- [EXTRACT]

• Alistair Tait

A Golf Club Love Affair


Like all great love affairs, it was fantastic while it lasted. But the affection we had for one another didn’t last and we slowly drifted apart.


We still see each other, but the affair was so long ago we’ll never to get back together. Relations are cordial if a wee bit strained, yet I still can’t get her completely out of my life.


I’m talking about golfing infidelity, not the real thing.


How many reading this have an old club you just can’t bear to get rid of even though you’ll probably never use it again?


Why can’t I throw away the old 1-iron that’s been sitting in my garage for nearly 20 years?


Many times during a clear out I’ve been tempted to toss that old club. I’ve had no problems getting rid of old putters, drivers, wedges, but that old 1-iron still sits in a corner of the garage where she’s been since we split up all those years ago.


I’m perplexed as to why I fell out of love with that club, a Ping Eye2 1 iron. It was my go-to club for my first years as a Woburn Golf Club member. I used it in every medal, every stableford, confident I was going to get the ball in play most times on the claustrophobic, steer-the-ball fairways of Woburn’s then two courses, the Dukes and the Duchess.


Thing is, I could hit fairways with that club. Not just at Woburn. I once used it on every par 4 and par 5 at Royal St George’s and made 18 straight twos in stableford. Trust me, I was shaking over my four-foot putt on the final hole for that Faldoesque 18th straight two pointer.


I can remember that day almost as clear as crystal. I stood on every tee knowing I was going to hit the fairway. I felt like Moe Norman, confident I was going to hit it straight down the middle, and long considering the ball was running miles that day on the sun-burnt Sandwich links.


I partly blame former European Tour pro Craig Hainline for splitting up me and my 1 iron. I once played with the American in a British Masters pro-am around the Dukes course. I pulled 1 iron on the first tee and found the short grass. I did it again at the next. That’s when Hainline asked me why I wasn’t using the driver I was carrying. I told him I had no confidence in the club because it had been unfaithful to me on too many occasions, unlike my 1 iron.


Hainline chided me, asked me how I was ever going to gain confidence with my driver if I never hit it. Besides, he said, only one score counted that day so why not take advantage and whale away. He also told me to hit driver as much as possible when I went to up the club for a few holes on my own, or just playing bounce games. That way I’d gain confidence in it.


It was sound logic, even though I never hit another fairway that Pro-am.


So ended a beautiful relationship. When I tried to get back together with her she just wasn’t interested. I went from finding the short grass on a regular basis to struggling to get the ball in the air with my 1-iron.

- [WRITTEN REQUEST A] Print everything in the 1-iron essay from "A Golf Club" down to "use it again?".
- [WRITTEN REQUEST B] In the 1-iron essay, at which course did the writer use the 1-iron on every par 4 and par 5 and make 18 straight twos in stableford?
- [WRITTEN REQUEST C] Continue the 1-iron essay, picking up right after its final sentence.
The entries are separate material with no connection to the 1-iron essay.

- [DATA ROWS]
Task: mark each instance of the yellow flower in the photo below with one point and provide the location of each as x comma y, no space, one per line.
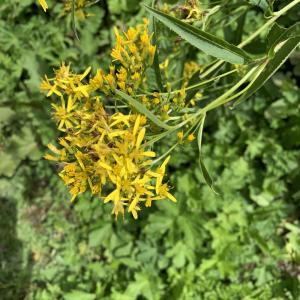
191,137
44,5
105,149
180,135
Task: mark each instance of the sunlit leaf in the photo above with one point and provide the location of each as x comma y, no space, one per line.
202,40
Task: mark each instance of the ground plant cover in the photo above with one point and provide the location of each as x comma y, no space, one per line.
149,149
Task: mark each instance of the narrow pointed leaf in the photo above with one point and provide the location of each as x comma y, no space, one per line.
285,34
193,80
271,66
204,171
202,40
155,65
142,109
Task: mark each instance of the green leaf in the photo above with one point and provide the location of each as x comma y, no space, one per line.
202,40
282,35
193,80
79,295
143,110
265,5
152,29
271,66
204,171
261,243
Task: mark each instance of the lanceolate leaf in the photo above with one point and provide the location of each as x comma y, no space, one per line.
156,58
204,171
193,80
202,40
142,109
272,65
285,34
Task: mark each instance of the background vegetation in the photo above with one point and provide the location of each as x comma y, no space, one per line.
243,244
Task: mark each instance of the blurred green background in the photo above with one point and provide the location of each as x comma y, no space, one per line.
244,244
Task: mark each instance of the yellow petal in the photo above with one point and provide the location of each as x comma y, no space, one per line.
140,138
44,5
171,197
136,124
50,157
86,72
114,195
149,153
104,165
53,148
134,203
163,165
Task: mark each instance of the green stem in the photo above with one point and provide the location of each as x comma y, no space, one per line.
224,98
255,34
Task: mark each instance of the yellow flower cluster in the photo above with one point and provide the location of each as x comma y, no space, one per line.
134,53
79,6
104,150
44,5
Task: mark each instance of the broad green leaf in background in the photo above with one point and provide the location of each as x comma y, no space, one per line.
142,109
202,40
284,50
265,5
79,295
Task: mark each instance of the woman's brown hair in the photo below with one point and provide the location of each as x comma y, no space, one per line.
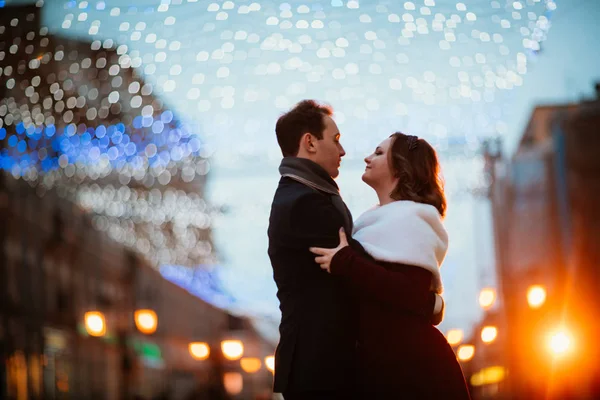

- [EXERCISE RESULT A]
A Golf Club Love Affair


Like all great love affairs, it was fantastic while it lasted. But the affection we had for one another didn’t last and we slowly drifted apart.


We still see each other, but the affair was so long ago we’ll never to get back together. Relations are cordial if a wee bit strained, yet I still can’t get her completely out of my life.


I’m talking about golfing infidelity, not the real thing.


How many reading this have an old club you just can’t bear to get rid of even though you’ll probably never use it again?

- [EXERCISE RESULT B] Royal St George's.

- [EXERCISE RESULT C]
The love affair was over.


Years ago, I interviewed Scotland’s Charlie Green, he of umpteen Walker Cups and a slew of amateur achievements as long as a 1-iron shaft. I can’t remember the purpose of the interview, but I’m reminded of him because he had the same love for an old 1-iron as I have for mine.


Green had just turned 72, and told me he’d just bought a 5-wood as a birthday treat, but was a bit depressed. He said:

“The 2-iron is long gone. So is the 1-iron, which used to be a great club for me. I’ve still got it in the garage, but that’s where it will stay. My days of hitting a 1-iron are long gone. I used to love my 1-iron.”

I still love mine too; she just doesn’t love me. I should never have cheated on her.


I’ve been tempted many times over the years to take her out again, just for old times’ sake. Take her up to the practice ground and see how she’s doing. But I’ve never plucked up the courage. I fear it’s been so long there will be no magic left between us.


Maybe I’ll hang her on the wall of my office. After one more sneaky, practice ground rendezvous of course…


#JustSaying: “If you are caught on a golf course during a storm and are afraid of lightning, hold up a 1-iron. Not even God can hit a 1-iron."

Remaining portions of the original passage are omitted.